§ **WHAT IS EXPECTED**
Only the lines from the line holding "Would you please tag the ear" to the last line should be output, each exactly as given.

···

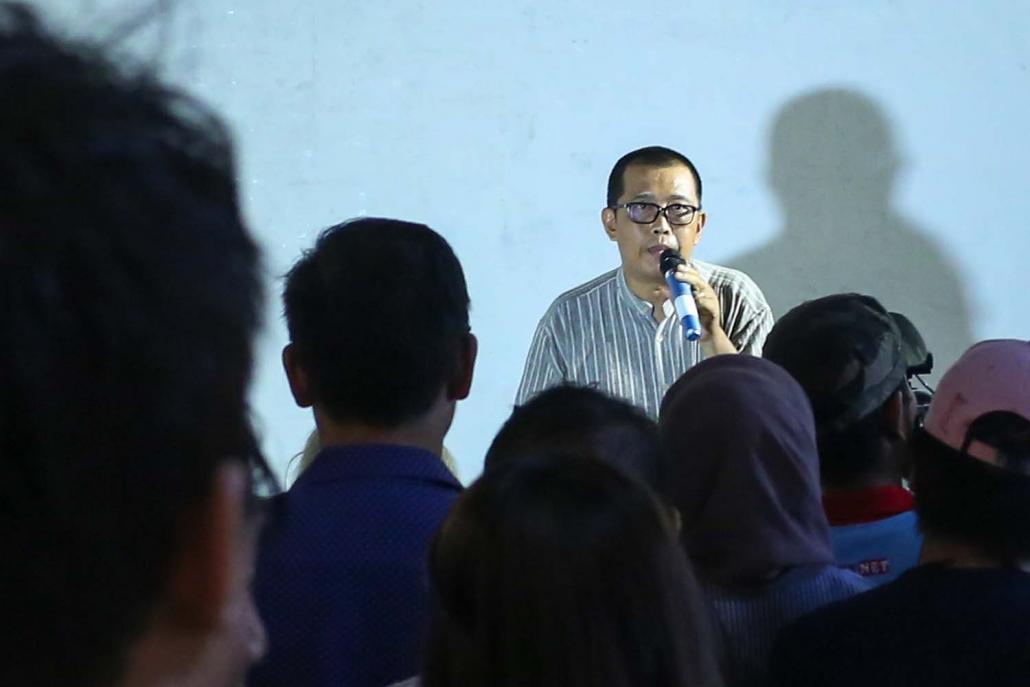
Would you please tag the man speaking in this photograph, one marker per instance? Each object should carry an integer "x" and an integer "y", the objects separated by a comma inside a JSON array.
[{"x": 619, "y": 332}]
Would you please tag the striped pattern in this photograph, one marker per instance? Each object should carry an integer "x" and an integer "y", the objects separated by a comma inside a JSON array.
[
  {"x": 602, "y": 335},
  {"x": 749, "y": 621}
]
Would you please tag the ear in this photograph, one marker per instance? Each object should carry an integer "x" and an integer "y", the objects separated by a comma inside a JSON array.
[
  {"x": 896, "y": 424},
  {"x": 608, "y": 221},
  {"x": 701, "y": 218},
  {"x": 297, "y": 377},
  {"x": 202, "y": 574},
  {"x": 459, "y": 387}
]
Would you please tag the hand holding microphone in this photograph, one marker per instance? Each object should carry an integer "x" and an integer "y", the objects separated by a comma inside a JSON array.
[{"x": 683, "y": 299}]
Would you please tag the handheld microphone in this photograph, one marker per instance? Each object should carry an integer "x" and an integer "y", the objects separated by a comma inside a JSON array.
[{"x": 683, "y": 298}]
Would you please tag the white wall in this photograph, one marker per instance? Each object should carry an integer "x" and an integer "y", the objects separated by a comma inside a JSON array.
[{"x": 876, "y": 145}]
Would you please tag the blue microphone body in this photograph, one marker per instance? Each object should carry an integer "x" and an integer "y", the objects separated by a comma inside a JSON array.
[{"x": 683, "y": 298}]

···

§ **OUTPUT OF THE TASK**
Would you please tag the ear in this photograph, one marker per instance? Each object should carry an integer "x" and an integer "y", the objects separated by a comma inside a JSON array.
[
  {"x": 896, "y": 424},
  {"x": 608, "y": 221},
  {"x": 701, "y": 218},
  {"x": 297, "y": 377},
  {"x": 202, "y": 574},
  {"x": 459, "y": 387}
]
Would you please tag the hand holding microphone in this photograph, one marker per instance? Each object should carry an integer "x" and an integer "y", the objects separated by a comma inside a JSON array.
[{"x": 683, "y": 299}]
Would you please tag the handheld microphone in this photograph, one marker per instance? Each object should carry an integer "x" and an integer "y", the objects separated by a comma inside a JSON array.
[{"x": 683, "y": 298}]
Would you please tag the white wall in this photograph, one marker per instance? Each object should carry an integer "x" and an integer "y", the objects separated by a comma inside a JSON array.
[{"x": 876, "y": 145}]
Would you please tag the blue microphone body in this photograph, one marker per instance? Each object should carry an integer "x" and an integer "y", the objects separated by a comma inside a JSON array.
[{"x": 683, "y": 298}]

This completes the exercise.